TASK
Scan the records below for the word "clicks". Copy each line where it appears.

(RECORDS FOR PROCESSING begins)

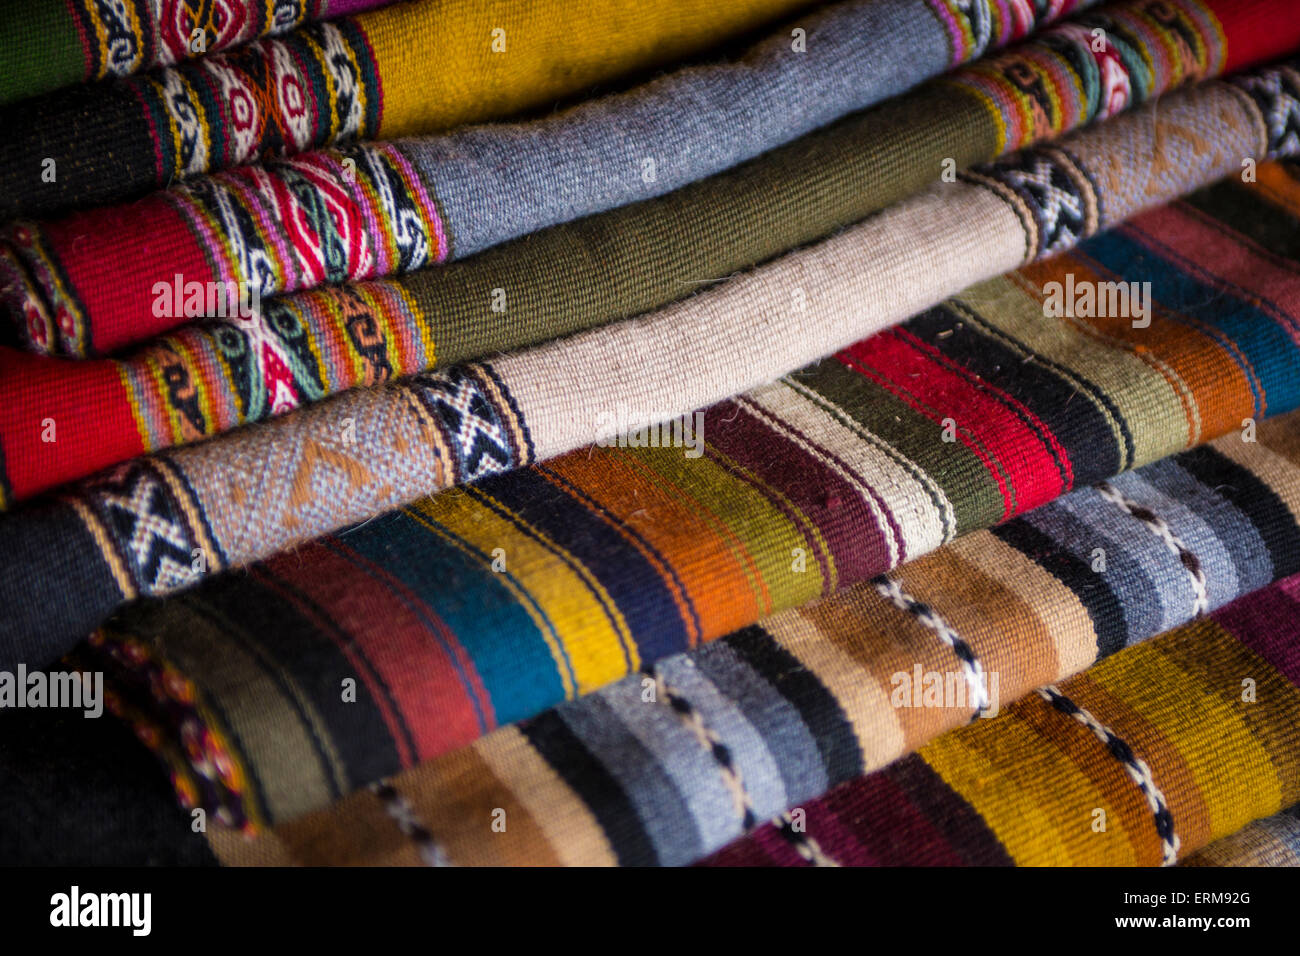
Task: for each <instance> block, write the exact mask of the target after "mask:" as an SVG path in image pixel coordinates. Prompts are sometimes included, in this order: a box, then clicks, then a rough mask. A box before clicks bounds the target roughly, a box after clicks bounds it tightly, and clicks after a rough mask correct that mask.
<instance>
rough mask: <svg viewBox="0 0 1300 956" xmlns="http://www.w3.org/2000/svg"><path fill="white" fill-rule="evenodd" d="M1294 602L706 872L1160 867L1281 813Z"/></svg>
mask: <svg viewBox="0 0 1300 956" xmlns="http://www.w3.org/2000/svg"><path fill="white" fill-rule="evenodd" d="M1297 602H1300V579H1297V578H1288V579H1286V580H1283V581H1279V583H1278V584H1275V585H1273V587H1270V588H1269V589H1266V591H1264V592H1261V593H1258V594H1252V596H1249V597H1244V598H1242V600H1239V601H1236V602H1235V604H1232V605H1230V606H1227V607H1225V609H1222V610H1219V611H1217V613H1214V614H1212V615H1209V617H1208V618H1204V619H1201V620H1197V622H1195V623H1192V624H1187V626H1184V627H1182V628H1179V630H1177V631H1174V632H1171V633H1169V635H1164V636H1161V637H1157V639H1156V640H1152V641H1149V643H1147V644H1144V645H1140V646H1136V648H1131V649H1128V650H1125V652H1123V653H1122V654H1117V656H1115V657H1113V658H1110V659H1109V661H1104V662H1101V663H1099V665H1097V666H1096V667H1092V669H1089V670H1088V671H1086V672H1084V674H1082V675H1079V676H1076V678H1073V679H1071V680H1067V682H1065V683H1063V684H1061V685H1060V687H1048V688H1044V689H1041V691H1039V692H1037V693H1032V695H1030V696H1028V697H1026V698H1024V700H1023V701H1021V702H1018V704H1014V705H1011V708H1009V711H1008V713H1006V714H1005V715H1004V717H1001V718H1000V719H997V721H988V722H983V721H982V722H978V723H976V724H972V726H970V727H966V728H962V730H956V731H952V732H950V734H946V735H944V736H941V737H939V739H937V740H936V741H933V743H932V744H928V745H927V747H923V748H922V749H920V750H919V752H918V753H917V754H915V756H913V757H907V758H905V760H902V761H900V762H897V763H894V765H892V766H891V767H887V769H885V770H881V771H878V773H875V774H870V775H867V777H863V778H859V779H858V780H853V782H850V783H846V784H842V786H841V787H839V788H836V790H833V791H832V792H831V793H828V795H827V796H826V797H824V799H822V800H816V801H814V803H811V804H809V805H806V806H803V808H801V809H802V810H803V813H805V829H803V831H802V832H790V831H789V826H785V831H783V832H780V834H779V832H777V827H775V826H771V825H764V826H763V827H761V829H759V830H758V831H757V832H754V834H753V835H750V836H746V838H744V839H742V840H740V842H738V843H736V844H733V845H731V847H728V848H727V849H724V851H723V852H722V853H719V855H716V856H714V857H711V858H710V862H712V864H738V865H755V864H759V865H761V864H763V862H767V861H774V860H783V861H790V862H796V861H798V862H803V861H806V860H809V858H810V857H811V860H813V861H814V862H822V861H831V860H833V861H836V862H840V864H852V865H872V864H875V865H880V864H884V865H924V864H930V865H933V864H944V862H948V864H954V862H956V864H967V865H970V864H976V865H996V864H1015V865H1022V866H1061V865H1093V866H1097V865H1105V866H1123V865H1130V866H1131V865H1145V866H1153V865H1158V864H1162V862H1164V864H1170V862H1174V861H1175V860H1178V858H1180V857H1182V856H1186V855H1188V853H1191V852H1192V851H1195V849H1197V848H1200V847H1204V845H1206V844H1208V843H1210V842H1212V840H1216V839H1219V838H1225V836H1229V835H1230V834H1232V832H1235V831H1238V830H1239V829H1242V827H1244V826H1247V825H1249V823H1251V822H1252V821H1255V819H1257V818H1262V817H1268V816H1271V814H1275V813H1278V812H1279V810H1282V809H1283V808H1284V806H1288V805H1291V804H1292V803H1294V801H1295V797H1296V784H1297V775H1296V773H1297V765H1300V758H1297V754H1300V752H1297V749H1296V740H1297V736H1300V696H1297V687H1296V684H1297V682H1300V614H1297V610H1300V607H1297ZM1251 688H1255V693H1251ZM487 842H489V843H490V840H487ZM814 845H815V847H816V851H815V852H814V851H813V847H814Z"/></svg>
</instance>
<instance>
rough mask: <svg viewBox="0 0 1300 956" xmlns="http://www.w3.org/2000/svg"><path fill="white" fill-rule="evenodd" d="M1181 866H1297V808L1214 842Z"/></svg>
mask: <svg viewBox="0 0 1300 956" xmlns="http://www.w3.org/2000/svg"><path fill="white" fill-rule="evenodd" d="M1183 866H1300V806H1292V808H1290V809H1287V810H1283V812H1282V813H1278V814H1274V816H1273V817H1265V818H1264V819H1257V821H1255V822H1253V823H1249V825H1247V826H1244V827H1242V829H1240V830H1238V831H1236V832H1235V834H1232V835H1231V836H1225V838H1223V839H1221V840H1216V842H1214V843H1212V844H1210V845H1208V847H1206V848H1205V849H1203V851H1200V852H1199V853H1193V855H1192V856H1190V857H1187V858H1186V860H1183Z"/></svg>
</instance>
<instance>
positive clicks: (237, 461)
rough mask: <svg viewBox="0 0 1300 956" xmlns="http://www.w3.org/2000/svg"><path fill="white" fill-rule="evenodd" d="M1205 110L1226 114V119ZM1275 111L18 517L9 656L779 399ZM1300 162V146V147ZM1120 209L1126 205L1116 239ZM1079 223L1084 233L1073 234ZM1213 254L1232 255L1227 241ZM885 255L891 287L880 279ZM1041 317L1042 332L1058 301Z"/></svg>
mask: <svg viewBox="0 0 1300 956" xmlns="http://www.w3.org/2000/svg"><path fill="white" fill-rule="evenodd" d="M1261 88H1262V87H1261ZM1269 88H1271V87H1269ZM1269 88H1264V92H1268V90H1269ZM1261 95H1264V94H1261ZM1206 98H1208V99H1206ZM1271 101H1273V100H1269V103H1270V104H1271ZM1206 104H1217V105H1221V107H1223V109H1219V111H1217V112H1214V114H1213V116H1210V114H1206V111H1205V109H1204V107H1205V105H1206ZM1258 111H1260V107H1258V105H1256V101H1255V99H1253V98H1252V96H1251V95H1248V94H1245V92H1243V91H1242V90H1239V88H1238V87H1229V86H1225V85H1218V86H1210V87H1205V88H1200V90H1196V91H1190V92H1188V94H1187V95H1186V96H1183V98H1170V100H1169V101H1166V103H1164V104H1162V105H1161V108H1160V111H1158V112H1156V113H1154V114H1143V116H1134V117H1131V118H1128V120H1127V121H1126V120H1125V118H1119V120H1115V121H1113V122H1110V124H1105V125H1102V126H1100V127H1099V129H1097V130H1096V131H1095V133H1092V134H1091V135H1088V137H1080V138H1079V139H1078V140H1076V142H1074V143H1073V146H1071V147H1070V152H1069V153H1067V152H1063V151H1048V152H1031V153H1028V155H1027V156H1022V157H1019V159H1017V160H1014V161H1011V163H1010V164H1009V165H1006V166H1004V168H1001V169H992V170H985V172H983V173H980V174H979V177H978V178H972V179H967V181H961V182H954V183H941V185H939V186H936V187H935V189H933V190H931V191H930V193H928V194H926V195H923V196H919V198H918V199H917V200H914V202H909V203H904V204H901V206H898V207H896V208H893V209H891V211H888V212H885V213H883V215H881V216H878V217H876V219H874V220H870V221H868V222H866V224H865V225H863V226H859V228H858V229H855V230H850V232H848V233H844V234H842V235H840V237H837V238H835V239H831V241H827V242H826V243H823V245H822V246H819V247H814V248H811V250H805V251H801V252H796V254H792V255H790V256H788V258H787V259H784V260H781V261H779V263H775V264H772V265H770V267H766V268H764V269H762V271H759V272H755V273H751V274H749V276H742V277H738V278H736V280H733V281H731V282H727V284H724V285H722V286H719V287H716V289H714V290H710V291H707V293H703V294H701V295H697V297H695V298H694V299H692V300H689V302H686V303H682V304H681V306H679V307H676V308H673V310H668V311H666V312H663V313H659V315H656V316H651V317H649V319H646V320H640V321H634V323H623V324H620V325H616V326H611V328H610V329H602V330H599V332H597V333H586V334H584V336H576V337H573V338H569V339H565V341H563V342H558V343H554V345H551V346H545V347H539V349H536V350H532V351H528V352H517V354H513V355H507V356H503V358H502V359H499V360H497V362H494V363H493V364H476V365H465V367H458V368H455V369H452V371H450V372H447V373H443V375H424V376H420V377H417V378H415V380H412V381H411V382H408V384H406V385H399V386H387V388H383V389H373V390H356V392H352V393H348V394H347V395H343V397H339V398H335V399H331V401H330V402H326V403H321V405H317V406H311V407H307V408H302V410H299V411H298V412H295V414H294V415H290V416H285V418H281V419H277V420H276V421H272V423H266V424H265V425H263V427H259V428H252V429H243V431H240V432H238V433H234V434H230V436H225V437H224V438H221V440H220V441H217V442H207V444H201V445H194V446H188V447H185V449H179V450H174V451H169V453H161V454H157V455H153V457H148V458H140V459H135V460H133V462H130V463H127V464H125V466H121V467H118V468H117V470H114V471H112V472H107V473H104V475H103V476H100V477H98V479H95V480H92V481H88V483H85V484H82V485H79V486H77V488H75V489H72V490H70V492H69V493H68V494H65V496H64V497H61V498H57V499H53V501H48V502H39V503H34V505H32V506H31V507H27V509H23V510H22V511H19V512H14V514H10V515H5V516H4V518H3V519H0V561H3V562H4V563H3V571H4V574H0V598H3V601H4V604H5V605H6V606H9V607H12V609H13V611H12V614H10V615H9V617H8V618H5V619H0V635H3V637H4V648H3V653H4V654H6V656H13V657H12V658H10V659H31V661H45V659H49V657H52V656H55V654H57V653H60V652H61V650H64V649H66V648H68V646H69V643H70V640H75V639H78V637H81V636H83V635H85V633H87V632H88V631H91V630H92V628H94V627H96V626H98V624H99V623H101V620H103V619H104V618H105V617H107V615H108V614H109V613H110V611H112V610H113V609H114V607H117V606H120V605H121V604H123V602H125V601H129V600H131V598H135V597H143V596H156V594H165V593H168V592H173V591H177V589H183V588H186V587H191V585H192V584H194V583H196V581H198V580H199V579H201V578H203V576H204V575H205V574H211V572H214V571H220V570H222V568H227V567H237V566H243V564H247V563H251V562H253V561H257V559H260V558H264V557H266V555H269V554H273V553H276V551H277V550H283V549H285V548H287V546H290V545H292V544H295V542H300V541H305V540H309V538H311V537H316V536H318V535H324V533H328V532H330V531H334V529H338V528H342V527H346V525H347V524H351V523H354V522H359V520H365V519H369V518H373V516H374V515H377V514H380V512H382V511H385V510H387V509H391V507H396V506H399V505H402V503H406V502H411V501H415V499H417V498H420V497H421V496H424V494H429V493H432V492H434V490H438V489H442V488H447V486H450V485H454V484H460V483H464V481H472V480H478V479H484V477H486V476H489V475H494V473H498V472H503V471H510V470H512V468H517V467H520V466H523V464H526V463H529V462H532V460H543V459H549V458H554V457H555V455H559V454H563V453H564V451H571V450H573V449H578V447H582V446H585V445H588V444H591V442H599V441H604V440H608V438H614V437H615V436H616V434H617V433H619V432H624V431H628V424H627V421H625V420H621V421H620V416H621V418H623V419H627V416H628V415H630V420H632V421H638V420H640V421H642V423H649V421H666V420H668V419H671V418H675V416H680V415H686V414H689V412H690V411H693V410H694V408H702V407H705V406H708V405H712V403H714V402H718V401H722V399H724V398H727V397H731V395H736V394H738V393H741V392H744V390H746V389H749V388H754V386H757V385H758V384H761V382H764V381H771V380H772V378H774V377H776V376H779V375H781V373H785V372H788V371H790V369H792V367H797V365H798V364H803V363H806V362H815V360H818V359H820V358H822V356H823V355H826V354H827V352H829V351H835V350H836V349H842V347H846V346H849V345H850V343H852V342H853V341H854V339H857V338H858V337H861V336H862V334H866V333H870V332H872V330H875V329H879V328H881V326H884V325H889V324H893V323H894V321H900V320H902V319H905V317H906V316H907V315H909V313H914V312H917V311H920V310H922V308H928V307H930V306H932V304H933V303H935V302H936V300H939V299H941V298H943V297H944V295H945V294H952V293H956V291H958V290H961V289H963V287H966V286H969V285H971V284H972V282H975V281H976V280H980V278H984V277H987V276H989V274H998V273H1001V272H1004V271H1006V269H1009V268H1013V267H1015V265H1018V264H1021V263H1022V261H1024V260H1026V259H1030V260H1032V259H1036V258H1039V256H1041V255H1045V254H1047V252H1048V251H1057V250H1062V248H1066V247H1069V246H1071V245H1074V242H1076V241H1078V238H1079V237H1082V235H1084V234H1087V233H1089V232H1092V230H1093V229H1096V226H1097V224H1099V222H1100V221H1104V222H1109V221H1112V220H1110V216H1119V217H1122V216H1123V215H1127V213H1128V212H1131V211H1134V209H1136V208H1140V207H1141V206H1144V204H1147V203H1149V202H1152V200H1154V199H1158V198H1169V196H1170V195H1177V194H1178V193H1180V191H1183V189H1186V186H1187V185H1188V183H1190V182H1195V181H1197V179H1201V178H1213V177H1214V176H1219V174H1223V173H1226V172H1231V170H1236V169H1240V165H1239V164H1240V157H1242V156H1243V155H1247V156H1249V155H1258V156H1264V155H1266V152H1268V150H1269V144H1268V142H1265V139H1266V138H1265V126H1264V125H1262V124H1261V121H1260V113H1258ZM1286 143H1287V140H1283V144H1286ZM1291 146H1300V143H1295V142H1294V138H1292V140H1291ZM1288 148H1290V147H1288ZM1123 150H1131V151H1135V152H1136V155H1138V156H1140V157H1143V161H1144V163H1151V157H1156V161H1154V163H1151V166H1149V169H1151V174H1148V173H1147V172H1145V170H1147V169H1148V168H1147V166H1139V168H1140V169H1143V170H1144V172H1143V174H1141V176H1140V177H1132V176H1128V174H1125V173H1122V172H1119V173H1114V174H1112V173H1110V172H1108V177H1109V178H1106V179H1104V181H1101V182H1105V185H1106V187H1108V190H1110V191H1106V193H1105V194H1100V193H1099V189H1097V181H1095V179H1092V178H1089V177H1088V176H1086V174H1084V173H1083V170H1086V169H1089V168H1099V169H1101V170H1102V172H1106V170H1108V168H1106V166H1105V165H1104V160H1106V159H1108V157H1109V159H1118V160H1121V161H1122V163H1123V165H1122V166H1121V169H1122V168H1125V166H1127V168H1130V169H1132V168H1134V165H1135V164H1132V163H1130V161H1128V160H1127V156H1126V153H1125V152H1123ZM1243 150H1244V152H1243ZM1221 151H1222V152H1221ZM1027 173H1034V174H1035V176H1037V177H1048V178H1049V179H1050V183H1052V190H1050V191H1049V193H1047V194H1041V193H1040V194H1039V196H1037V198H1035V195H1034V193H1032V191H1030V190H1021V189H1019V187H1021V186H1023V185H1024V182H1026V178H1027ZM1268 174H1269V176H1270V177H1271V178H1273V179H1279V181H1281V182H1282V183H1283V190H1282V193H1281V196H1278V198H1273V196H1271V194H1270V199H1269V202H1268V203H1266V204H1274V206H1275V208H1277V209H1278V211H1277V212H1275V213H1274V216H1273V220H1275V219H1277V217H1279V216H1281V217H1282V220H1283V221H1294V219H1292V217H1294V212H1290V211H1288V206H1287V203H1288V202H1291V200H1294V193H1288V191H1287V189H1286V187H1284V183H1286V182H1290V181H1291V177H1290V174H1288V173H1286V172H1282V170H1279V172H1277V173H1273V172H1269V173H1268ZM1069 191H1073V195H1071V198H1070V200H1069V203H1062V202H1061V200H1062V196H1065V195H1067V194H1069ZM1099 195H1105V203H1106V206H1105V209H1106V217H1105V219H1102V217H1101V213H1100V212H1099V206H1097V202H1099ZM1044 199H1045V200H1047V203H1048V204H1047V206H1044V204H1043V200H1044ZM1274 199H1277V202H1275V203H1274V202H1273V200H1274ZM1069 208H1073V209H1076V211H1078V213H1079V216H1080V217H1079V219H1075V217H1073V216H1069V215H1063V213H1065V211H1066V209H1069ZM1265 212H1266V211H1261V215H1264V216H1265V221H1271V220H1270V219H1269V217H1268V216H1266V215H1265ZM963 233H965V234H963ZM1204 233H1206V234H1208V235H1205V237H1204V238H1205V239H1206V241H1209V238H1213V235H1214V234H1216V230H1214V229H1213V228H1212V229H1206V230H1204ZM1229 237H1230V233H1222V235H1221V237H1219V241H1221V242H1225V243H1226V248H1225V250H1223V251H1221V255H1223V256H1225V258H1223V265H1225V267H1226V268H1227V274H1229V276H1231V278H1230V280H1229V281H1230V282H1231V284H1232V285H1235V286H1238V287H1240V289H1253V287H1255V286H1256V285H1257V284H1258V282H1260V280H1261V278H1268V280H1270V281H1275V282H1277V284H1278V285H1277V287H1275V289H1271V290H1270V293H1271V294H1273V297H1274V299H1271V300H1269V302H1268V304H1266V306H1264V307H1262V308H1261V307H1257V306H1256V304H1255V302H1253V299H1251V298H1249V294H1247V295H1245V298H1243V299H1240V300H1239V302H1238V303H1236V307H1235V308H1234V310H1232V311H1231V312H1226V313H1213V315H1208V316H1205V317H1204V321H1210V323H1216V321H1223V320H1226V317H1231V319H1232V320H1234V323H1236V321H1239V320H1238V316H1239V315H1245V313H1248V315H1251V316H1258V319H1253V317H1252V319H1251V320H1245V321H1240V323H1239V324H1240V328H1239V330H1236V329H1235V330H1234V333H1232V334H1234V336H1238V334H1239V336H1243V337H1251V336H1252V334H1262V336H1264V337H1266V338H1268V339H1269V341H1270V346H1269V347H1268V351H1266V352H1265V354H1266V355H1268V356H1269V358H1268V368H1269V369H1270V376H1269V377H1268V378H1262V380H1261V378H1260V377H1258V375H1256V373H1252V375H1251V376H1248V381H1249V386H1248V388H1249V390H1251V394H1252V407H1257V406H1256V405H1255V403H1256V402H1257V401H1258V399H1260V398H1262V397H1264V395H1265V390H1266V388H1278V389H1281V393H1279V394H1269V395H1268V399H1269V402H1270V406H1269V407H1270V408H1271V410H1273V411H1278V410H1281V408H1282V407H1287V405H1288V402H1290V401H1291V398H1290V394H1291V390H1292V388H1294V382H1291V384H1288V378H1287V373H1286V369H1287V367H1288V362H1290V352H1291V350H1292V349H1294V345H1292V342H1291V341H1290V339H1288V338H1287V337H1284V336H1282V334H1279V333H1278V332H1277V325H1278V324H1279V323H1281V324H1290V323H1291V321H1294V319H1292V312H1294V307H1295V302H1296V299H1295V291H1294V285H1292V282H1294V278H1292V276H1291V273H1288V272H1287V271H1286V269H1284V268H1274V269H1268V271H1265V269H1264V268H1262V265H1261V267H1255V265H1251V267H1248V268H1249V269H1253V271H1255V272H1253V273H1252V272H1249V271H1245V269H1247V267H1244V265H1243V261H1248V260H1249V261H1253V259H1252V256H1255V254H1253V252H1251V246H1252V245H1253V243H1247V245H1243V246H1240V247H1238V250H1236V252H1235V254H1234V252H1229V251H1227V250H1230V248H1232V247H1234V246H1236V243H1235V242H1234V241H1232V239H1231V238H1229ZM1292 238H1294V235H1292ZM1274 242H1275V245H1277V246H1278V247H1279V250H1281V251H1278V252H1275V254H1270V255H1281V256H1283V258H1287V256H1291V255H1292V254H1294V250H1291V248H1290V246H1288V243H1287V232H1286V230H1284V229H1282V230H1281V235H1279V237H1278V238H1277V239H1275V241H1274ZM1179 255H1182V252H1179ZM866 256H871V259H872V268H871V269H867V271H862V267H861V261H862V259H863V258H866ZM1243 256H1244V258H1245V259H1243ZM1255 259H1257V256H1255ZM1148 261H1152V263H1154V261H1156V260H1148ZM1212 272H1213V271H1212ZM1161 287H1162V290H1164V286H1161ZM793 289H801V290H806V297H807V303H806V310H803V311H801V312H800V311H794V312H792V310H790V307H789V302H790V294H792V290H793ZM1184 290H1186V286H1184V285H1182V284H1174V285H1173V286H1170V287H1169V289H1167V291H1169V297H1170V298H1169V302H1170V304H1171V307H1174V308H1187V310H1192V311H1193V312H1197V313H1203V312H1204V310H1197V308H1196V303H1195V300H1192V302H1190V303H1188V304H1187V306H1186V307H1184V306H1179V304H1175V303H1180V302H1182V295H1183V294H1184ZM1161 294H1164V291H1162V293H1161ZM1221 298H1222V297H1221ZM1032 308H1034V312H1036V313H1037V315H1040V316H1041V313H1043V306H1041V304H1040V303H1039V302H1035V303H1034V307H1032ZM1123 321H1127V319H1126V320H1123ZM1039 324H1041V319H1040V320H1039ZM737 356H745V359H744V360H742V362H737ZM629 358H630V359H633V360H629ZM47 360H48V359H47ZM1257 371H1262V369H1257ZM1269 382H1273V384H1271V385H1269ZM1117 385H1119V382H1117ZM1179 407H1180V405H1175V406H1174V408H1179ZM65 434H66V433H62V434H61V436H60V438H59V441H60V442H62V441H65ZM1206 437H1212V436H1206ZM1182 446H1183V445H1182V444H1178V445H1175V447H1182ZM1165 447H1166V450H1173V449H1171V447H1169V446H1167V445H1166V446H1165Z"/></svg>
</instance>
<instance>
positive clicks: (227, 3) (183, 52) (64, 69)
mask: <svg viewBox="0 0 1300 956" xmlns="http://www.w3.org/2000/svg"><path fill="white" fill-rule="evenodd" d="M383 3H386V0H122V1H120V3H105V1H104V0H61V1H59V3H49V4H40V5H38V7H36V8H35V9H31V10H25V13H26V14H27V16H25V17H10V18H8V20H9V22H6V23H5V25H4V29H0V103H10V101H13V100H19V99H23V98H27V96H36V95H39V94H43V92H48V91H49V90H57V88H59V87H61V86H70V85H73V83H79V82H88V81H95V79H105V78H109V77H127V75H131V74H133V73H139V72H142V70H147V69H151V68H153V66H169V65H172V64H174V62H179V61H182V60H190V59H194V57H196V56H203V55H205V53H216V52H218V51H221V49H226V48H230V47H237V46H239V44H242V43H248V42H250V40H255V39H257V38H260V36H274V35H278V34H283V33H289V31H290V30H295V29H298V27H299V26H302V25H303V23H304V22H307V21H313V20H326V18H329V17H338V16H344V14H348V13H356V12H359V10H364V9H367V8H372V7H380V5H382V4H383ZM42 7H43V8H44V9H40V8H42ZM32 21H35V22H32Z"/></svg>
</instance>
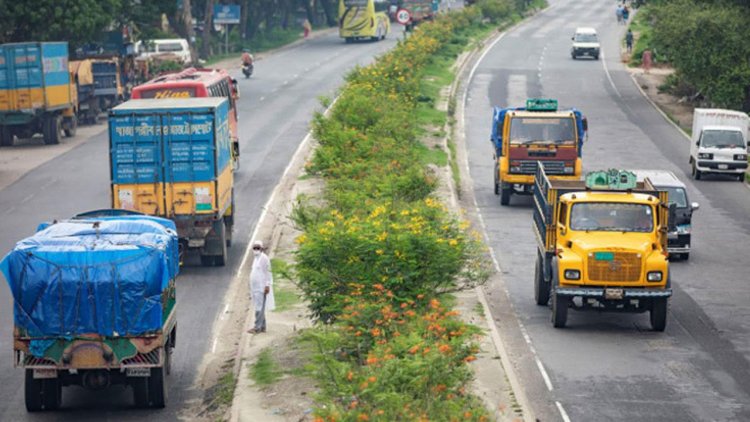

(RECORDS FOR PROCESSING ends)

ANSWER TO THIS PROBLEM
Task: for each <instance> block, write the exact mask of the target after "mask:" as an SVG path in image pixel coordinates. Prompts are sometimes included, in this order: a box, then clicks, then a rough mask. A box before clicks bounds the target roughly, a box after clicks bounds it tightly, and clicks after a rough mask correct that mask.
positive clicks: (237, 461)
positive clicks: (227, 3) (183, 52) (64, 69)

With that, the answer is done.